§ **Supplied passage**:
*** Block opens ***
At least two Sydney primary schools wrote to parents yesterday after two young students found needles in fruit. St Thomas More Catholic Parish Primary School principal Phillip Barrington told parents a young girl discovered a sewing needle in her strawberry during “fruit break”. And Oxford Falls Grammar School was put on red alert when a Year 6 student found a needle in an apple and reported it to her teachers.
Agriculture Minister David Littleproud said fruit saboteurs were “parasites” who “need to have the book thrown at them, and the book’s got bigger now”.
“The best thing we can do is to walk into those shops and to keep buying a hell of a lot of strawberries — that will stick it right up them,” he told 2GB’s Ben Fordham.
On social media, mentions of “smashastrawb” and “cutthemupdontcutthemout” have become popular tags as a show of support for struggling strawberry farmers, after many were forced to dump entire crops.
*** Block closes ***
§ **Assignment 1**: According to the news excerpt about needles found in fruit, why have the tags “smashastrawb” and “cutthemupdontcutthemout” become popular on social media? Answer in one to three sentences.
§ **Assignment 2**: Reproduce word for word the part of the news excerpt about needles found in fruit starting at "On social media, mentions" and ending at "dump entire crops.".
§ **Assignment 3**: Extend the news report on needles found in fruit at Sydney schools, picking up after its final sentence.

§ **Extracted entries**:
*** Block opens ***
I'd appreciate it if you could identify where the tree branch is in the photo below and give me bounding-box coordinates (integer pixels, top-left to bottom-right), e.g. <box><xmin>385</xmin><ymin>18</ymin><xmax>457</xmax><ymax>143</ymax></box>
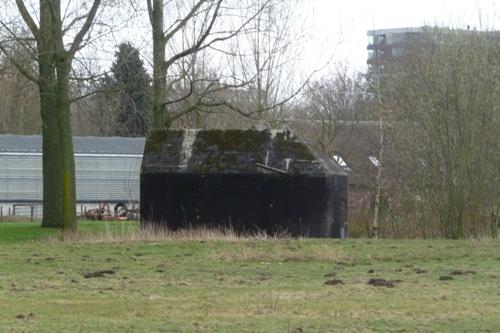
<box><xmin>68</xmin><ymin>0</ymin><xmax>101</xmax><ymax>60</ymax></box>
<box><xmin>16</xmin><ymin>0</ymin><xmax>38</xmax><ymax>39</ymax></box>
<box><xmin>166</xmin><ymin>0</ymin><xmax>222</xmax><ymax>68</ymax></box>
<box><xmin>0</xmin><ymin>43</ymin><xmax>40</xmax><ymax>84</ymax></box>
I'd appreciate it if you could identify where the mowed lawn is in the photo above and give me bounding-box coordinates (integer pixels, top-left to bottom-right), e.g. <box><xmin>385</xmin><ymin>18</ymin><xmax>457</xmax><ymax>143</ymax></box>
<box><xmin>0</xmin><ymin>222</ymin><xmax>500</xmax><ymax>333</ymax></box>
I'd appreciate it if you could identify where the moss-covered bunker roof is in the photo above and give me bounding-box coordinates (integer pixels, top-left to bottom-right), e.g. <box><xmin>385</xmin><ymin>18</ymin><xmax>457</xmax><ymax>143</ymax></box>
<box><xmin>142</xmin><ymin>129</ymin><xmax>342</xmax><ymax>175</ymax></box>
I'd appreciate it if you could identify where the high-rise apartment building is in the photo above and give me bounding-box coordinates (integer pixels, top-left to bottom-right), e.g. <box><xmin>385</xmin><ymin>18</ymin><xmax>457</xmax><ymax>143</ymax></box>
<box><xmin>367</xmin><ymin>28</ymin><xmax>424</xmax><ymax>67</ymax></box>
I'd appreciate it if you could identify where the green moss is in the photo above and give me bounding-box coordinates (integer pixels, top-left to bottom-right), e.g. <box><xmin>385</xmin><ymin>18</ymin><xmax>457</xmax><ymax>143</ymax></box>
<box><xmin>145</xmin><ymin>129</ymin><xmax>184</xmax><ymax>154</ymax></box>
<box><xmin>273</xmin><ymin>132</ymin><xmax>315</xmax><ymax>161</ymax></box>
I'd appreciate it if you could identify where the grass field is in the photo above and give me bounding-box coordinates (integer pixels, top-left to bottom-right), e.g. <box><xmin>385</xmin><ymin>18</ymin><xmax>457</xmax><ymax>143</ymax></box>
*** Block closes ***
§ **Your response 1**: They have become popular as a show of support for struggling strawberry farmers. Many of those farmers were forced to dump entire crops.

§ **Your response 2**:
On social media, mentions of “smashastrawb” and “cutthemupdontcutthemout” have become popular tags as a show of support for struggling strawberry farmers, after many were forced to dump entire crops.

§ **Your response 3**:
And taste.com.au searches containing “strawberry” rose 68 per cent on Wednesday, after increasing at an even sharper rate the day before. Searches for strawberry jam and muffins in particular have soared, after they more than halved when the sabotage scandal first broke.
Woolworths yesterday took the extraordinary step of withdrawing sewing needles from its shelves.
The supermarket giant is also expected to discipline a local team on the Central Coast over reports a staffer jokingly told a customer their strawberries now “come with free sewing kits inside”.